Another concern is “fish liberation”—religious practice where believers release captive live fish into water bodies. “With exotic fish easily available, there’s a high chance non-native species are being released,” added Professor Shrestha.
Weak regulations, invasion risk and conservation concerns
The Nepal Fish Fry Standard 2061 (amended in 2077) lists 144 ornamental fish species allowed for import. However, many unlisted and high-risk exotic species such as Arapaima, Alligator Gar, Redtail Catfish, Pacu, Iridescent Sharks, Giant Snakehead, Red Devil and Peacock Bass are openly sold in the market. Known for their predatory behaviour and rapid growth, these species have caused severe ecological damage in other countries after escaping captivity.
The aquarium trade also threatens conservation efforts. Some IUCN Red List endangered species like Reticulated Hillstream Loach and Bala Shark (Vulnerable) and Red-Tailed Black Shark (Critically Endangered) are easily available in the market, though they are not listed under the Nepal Fish Fry Standard 2061.
Some of these are smuggled from India, often hidden among frozen fish shipments. “The mortality rate is high with such fish, so we avoid purchasing from those sources,” said a Kathmandu-based shop owner. Nepal’s open border and weak import inspection further increases the possibility of such illegal imports.
Officials acknowledge enforcement challenges, citing a lack of technical officers at quarantine checkpoints. “Due to the lack of fishery experts at quarantine centres/posts, these fish species are often not identified correctly,” said Laudari. Ashok Adhikari from the Ministry of Agriculture and Livestock echoed a similar challenge, “Veterinary officers manage quarantine posts, but they often lack the expertise to identify fish species”.
A potential solution: Breeding native ornamental fish
Nepal has significant potential to develop a local ornamental fish industry. The CFPCC and Pokhara’s Fishery Research Station have begun breeding programs.
Though 15 native species with ornamental potential have been identified, only one is currently being bred. “Identifying and developing technologies for breeding native fish species for aquariums could be an important step in reducing import dependency” said Md Akbal Husen, Senior Scientist at Pokhara’s Fishery Research Station. For instance, River stone carp (Psilorhynchus sucatio)—a native algae eater known as “sucatio”, is being imported despite its local presence. Such species, if bred domestically, could serve as an alternative to invasive plecos or sucker fish.

While the domestic production has increased slightly over the past five years, it still doesn’t meet the market demand, said Husen. According to Laudari, efforts are underway to expand breeding programs at CFPCC.
Officials also reported even private breeders are starting to breed exotic species, but their operations remain unregulated.
The way forward
As the spread of invasive exotic fish species accelerates, Nepal must take proactive measures. Nepal has also adopted Kunming Montreal Global Biodiversity Framework (GBF), Target 6 of which aims to reduce the rate of introduction and establishment of invasive alien species by 50 percent, and to reduce/mitigate the impacts of invasive alien species on biodiversity and in ecosystem services. Nepal is currently drafting the National Biodiversity Strategy Action Plan (NBSAP)—a document that translates the global targets into national actions.

The approval of Invasive Alien Species Management Strategy and Implementation Plan 2081 has raised new hope. “This now provides us with a regulatory foundation,” said Professor Shrestha who was involved in drafting the strategy. “Conducting thorough risk assessment—both pre-border and post-border, is crucial in mitigating the risk of invasion” added Professor Shrestha.
“Strengthening technical capacity at quarantine checkpoints is also essential to prevent the entry of invasive exotic species”, emphasized Professor Budha.

● ● ●

Summarize the text on exotic aquarium fish in Nepal in three sentences.

INPUT DATA:
● ● ●

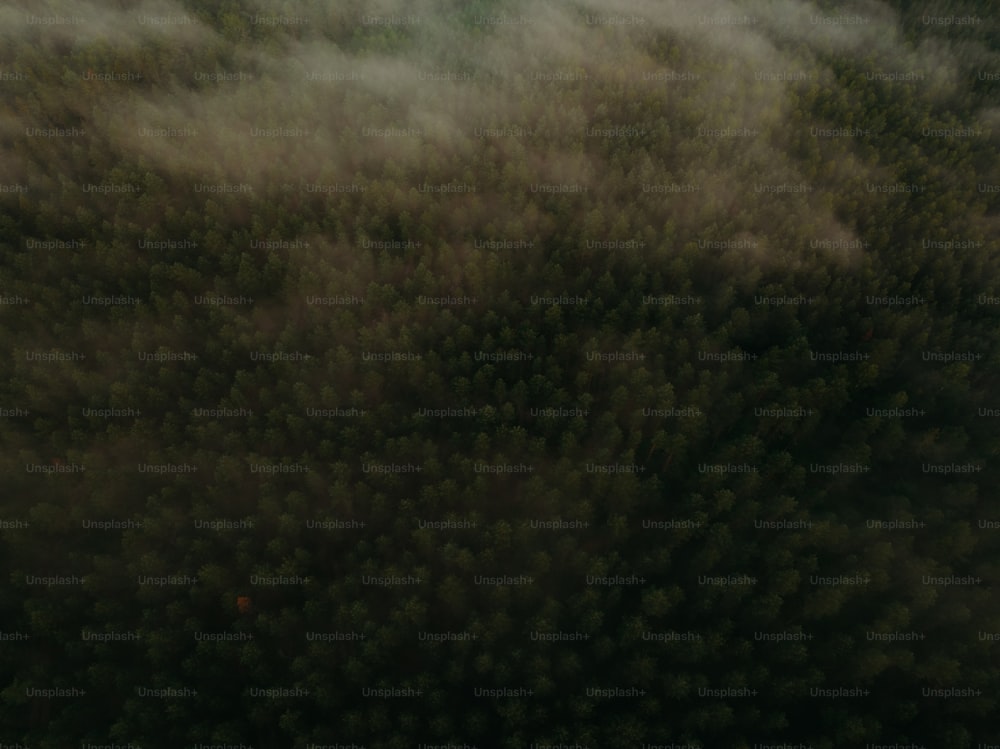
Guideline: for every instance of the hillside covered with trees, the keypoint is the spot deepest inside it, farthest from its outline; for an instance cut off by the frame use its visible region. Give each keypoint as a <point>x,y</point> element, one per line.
<point>499,374</point>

● ● ●

EXERCISE ANSWER:
Many unlisted, high-risk exotic fish species and some endangered species are openly sold in Nepal, and some are smuggled from India, while a lack of fishery experts at quarantine posts means these species are often not identified correctly. Breeding native ornamental fish is put forward as a potential solution, but although 15 native species with ornamental potential have been identified, only one is currently being bred and domestic production still doesn't meet market demand. The approval of the Invasive Alien Species Management Strategy and Implementation Plan 2081 provides a regulatory foundation, and experts stress thorough risk assessment and stronger technical capacity at quarantine checkpoints.